_Alıştırma yönergesi:_ Aşağıdaki Kur’ân’ı anlamaya dair ön bilgi metninden “Baştan vurgulayalım ki…” sözleriyle başlayıp “göstermeye çalışır ancak!” sözleriyle biten bölümü hiçbir değişiklik yapmadan yazınız.

_Alıntılanan metin:_
KURÂN’I ANLAMAK İÇİN ÖN BİLGİ

Ahmed Hulûsi

“OKU”mak amacıyla elinize aldığınız bu çalışmanın orijinali olan metin, gökteki bir tanrının, yeryüzündeki postacı-peygamberine indirmiş olduğu yazılı bir kitaptaki buyrukları veya fermanı, değildir!

O, âlemlerin Rabbi olanın irsâl ettiği (risâlet işleviyle açığa çıkardığı) Rasûlüne, (boyutsal derinliğinden bilincine) inzâl ettiği “Hakikat Bilgisi” ve “Sünnetullâh” açıklamasıdır!

Baştan vurgulayalım ki…

Okuyacağınız bu metin ne Türkçe Kurân’dır ne çeviri ne de meâl!.. Asla Kur’ân yerine geçmez! Kurân’daki çok anlamlı anlatımların bir-iki yönünü göstermeye çalışır ancak!

Bu metin yalnızca, Ahmed Hulûsi isimli Allâh Kulu’na bahşedilmiş bakış açısından Kurân’a açılan bir penceredir!.. Bu pencereden görülenlerin bir kısmının sizlere yansıtılmasıdır!

Bu penceredeki bakış açısının temeli nedir, bir misal ile anlatmaya çalışayım…

İnsanın iki gözü vardır ki, bu iki göz sağlıklı çalışırsa, baktığını şaşı görmez, tek ve net görür. Net ve tek göremeyenlerse bunu sağlamak için ya gözlük kullanırlar ya da lens!

“OKU”nası Kitap olan Evren’i ve “Sünnetullâh”ı sağlıklı “oku”yabilmek için de Allâh, Kur’ân ile bize, iki doğruyu görme camı vermiştir, gözlüğümüze takalım diye…

“Hakikati” net ve tek görmek için de basîrete ve ilim gözlüğüne ihtiyaç vardır ki onun iki camından biri “B” harfi ilmi, diğeri “El AHAD-üs SAMED” ilmidir!

_Veri alıntısı:_
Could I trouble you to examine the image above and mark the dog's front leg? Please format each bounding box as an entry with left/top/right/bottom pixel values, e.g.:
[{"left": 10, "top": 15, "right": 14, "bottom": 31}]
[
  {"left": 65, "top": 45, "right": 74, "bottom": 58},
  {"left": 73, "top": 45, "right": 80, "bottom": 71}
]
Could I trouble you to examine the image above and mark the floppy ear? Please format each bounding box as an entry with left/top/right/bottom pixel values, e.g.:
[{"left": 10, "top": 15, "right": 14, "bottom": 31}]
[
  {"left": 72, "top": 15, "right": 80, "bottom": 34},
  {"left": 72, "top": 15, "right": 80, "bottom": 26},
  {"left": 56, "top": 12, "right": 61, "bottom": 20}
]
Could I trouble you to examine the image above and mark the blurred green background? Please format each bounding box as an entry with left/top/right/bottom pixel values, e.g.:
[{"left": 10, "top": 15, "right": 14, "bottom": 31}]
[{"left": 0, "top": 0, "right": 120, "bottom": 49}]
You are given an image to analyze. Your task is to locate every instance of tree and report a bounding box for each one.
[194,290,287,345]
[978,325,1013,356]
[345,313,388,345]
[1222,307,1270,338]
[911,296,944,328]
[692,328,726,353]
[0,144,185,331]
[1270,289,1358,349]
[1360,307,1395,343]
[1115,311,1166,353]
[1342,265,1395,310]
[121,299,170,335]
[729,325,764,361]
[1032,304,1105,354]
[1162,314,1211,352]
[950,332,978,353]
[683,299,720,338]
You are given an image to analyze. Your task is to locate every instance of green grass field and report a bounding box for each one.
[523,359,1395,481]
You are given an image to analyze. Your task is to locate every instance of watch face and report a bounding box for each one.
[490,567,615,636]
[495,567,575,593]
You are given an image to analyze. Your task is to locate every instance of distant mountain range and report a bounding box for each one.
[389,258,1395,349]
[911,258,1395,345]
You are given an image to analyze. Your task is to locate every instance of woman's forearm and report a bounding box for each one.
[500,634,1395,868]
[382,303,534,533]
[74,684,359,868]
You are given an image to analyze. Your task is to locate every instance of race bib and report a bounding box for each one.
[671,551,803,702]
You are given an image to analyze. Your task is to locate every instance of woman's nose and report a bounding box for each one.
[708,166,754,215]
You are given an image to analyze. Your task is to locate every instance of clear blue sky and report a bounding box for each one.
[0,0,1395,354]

_Nihai cevap:_
Baştan vurgulayalım ki…

Okuyacağınız bu metin ne Türkçe Kurân’dır ne çeviri ne de meâl!.. Asla Kur’ân yerine geçmez! Kurân’daki çok anlamlı anlatımların bir-iki yönünü göstermeye çalışır ancak!